McGuinness sometimes sketches in important plot elements too briskly: at the end, I could not have passed an examination about Alma's past or Kassie's husband as well as I would have liked. But we can't miss the gist: the larger emotions that transcend specific events.

The play's humour is never long absent, least of all from the continual in-fighting between Gabriel and Conrad. Gabriel, grandly: "Has there ever been a man I hated more than you?" Conrad, coolly: "Your wigmaker?" It's perfectly timed: we had been wondering about Gabriel's coiffure. Camp remarks - about climbing the Matterhorn in high heels, for example - abound, and so does a tougher vein of humour. I find many deathbed scenes perfectly resistable, but this deathbed play enthralled me, not least because it showed so many attitudes to death, and not only to Gabriel's approaching death. Gabriel himself runs quite a gamut of feeling about it, but his final scene with Conrad, original, theatrical and fantasy-seeking to the last, is tenderness itself.

========================

SET TASK A | Rewrite the stretch of the listing from the line containing "Annotate indian tricolour flag with boxes." through the line containing "[8,61,216,157]", requests included, adding 135 to every bounding-box coordinate.

========================

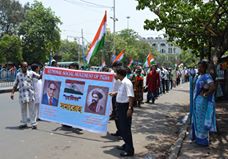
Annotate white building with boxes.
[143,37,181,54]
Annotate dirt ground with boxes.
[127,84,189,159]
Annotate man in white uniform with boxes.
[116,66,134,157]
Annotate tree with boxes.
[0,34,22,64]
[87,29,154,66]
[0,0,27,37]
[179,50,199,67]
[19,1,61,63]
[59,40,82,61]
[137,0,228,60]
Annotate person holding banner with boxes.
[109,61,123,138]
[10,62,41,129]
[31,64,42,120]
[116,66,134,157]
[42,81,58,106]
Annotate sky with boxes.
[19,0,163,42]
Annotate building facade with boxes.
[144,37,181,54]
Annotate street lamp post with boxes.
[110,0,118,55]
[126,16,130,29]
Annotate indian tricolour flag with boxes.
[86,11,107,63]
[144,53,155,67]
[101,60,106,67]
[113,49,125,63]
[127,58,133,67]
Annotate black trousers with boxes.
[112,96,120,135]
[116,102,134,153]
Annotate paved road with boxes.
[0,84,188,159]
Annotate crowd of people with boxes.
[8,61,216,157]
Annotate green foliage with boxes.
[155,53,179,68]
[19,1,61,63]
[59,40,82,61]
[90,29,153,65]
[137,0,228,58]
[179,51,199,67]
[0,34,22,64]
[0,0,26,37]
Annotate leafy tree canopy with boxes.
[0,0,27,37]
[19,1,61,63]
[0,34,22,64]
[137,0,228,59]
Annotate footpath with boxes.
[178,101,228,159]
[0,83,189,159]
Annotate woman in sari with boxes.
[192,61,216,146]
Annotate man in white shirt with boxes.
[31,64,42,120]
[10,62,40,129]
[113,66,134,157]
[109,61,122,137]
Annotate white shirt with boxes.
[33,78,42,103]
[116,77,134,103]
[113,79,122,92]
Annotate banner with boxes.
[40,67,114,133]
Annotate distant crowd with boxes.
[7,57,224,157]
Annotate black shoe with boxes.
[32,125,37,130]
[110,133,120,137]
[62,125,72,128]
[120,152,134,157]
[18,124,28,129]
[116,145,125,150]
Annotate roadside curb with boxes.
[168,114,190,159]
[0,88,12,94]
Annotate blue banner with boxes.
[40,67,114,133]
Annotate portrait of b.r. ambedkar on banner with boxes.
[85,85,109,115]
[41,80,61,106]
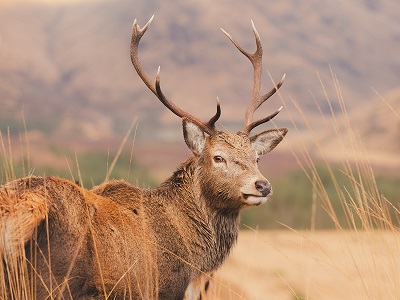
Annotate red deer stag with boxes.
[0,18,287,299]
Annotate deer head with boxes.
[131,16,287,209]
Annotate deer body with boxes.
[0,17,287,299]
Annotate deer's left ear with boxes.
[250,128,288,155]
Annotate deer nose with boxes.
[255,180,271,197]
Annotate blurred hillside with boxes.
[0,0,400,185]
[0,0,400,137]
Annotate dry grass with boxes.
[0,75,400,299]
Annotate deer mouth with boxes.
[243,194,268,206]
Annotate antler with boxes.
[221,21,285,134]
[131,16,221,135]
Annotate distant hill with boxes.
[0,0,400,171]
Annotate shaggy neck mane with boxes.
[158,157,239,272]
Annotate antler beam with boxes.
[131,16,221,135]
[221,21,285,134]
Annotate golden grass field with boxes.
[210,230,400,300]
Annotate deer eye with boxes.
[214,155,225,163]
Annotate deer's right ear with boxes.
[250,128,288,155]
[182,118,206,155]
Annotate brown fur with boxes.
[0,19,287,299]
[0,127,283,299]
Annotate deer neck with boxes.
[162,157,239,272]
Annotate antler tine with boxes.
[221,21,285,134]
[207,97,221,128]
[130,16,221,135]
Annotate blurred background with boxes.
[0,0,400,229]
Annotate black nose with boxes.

========================

SET TASK B | In the play review, what does Conrad answer when Gabriel asks whether there has ever been a man he hated more than Conrad?

REPLY A |
Annotate indian tricolour flag with boxes.
[221,146,242,198]
[279,188,290,202]
[236,195,241,202]
[248,184,260,198]
[262,193,268,202]
Annotate black trousers with boxes.
[247,231,255,270]
[251,237,269,288]
Annotate paved road with boxes.
[135,219,323,294]
Annotate crowd of people with boxes.
[143,196,351,292]

REPLY B | Conrad coolly answers, "Your wigmaker?"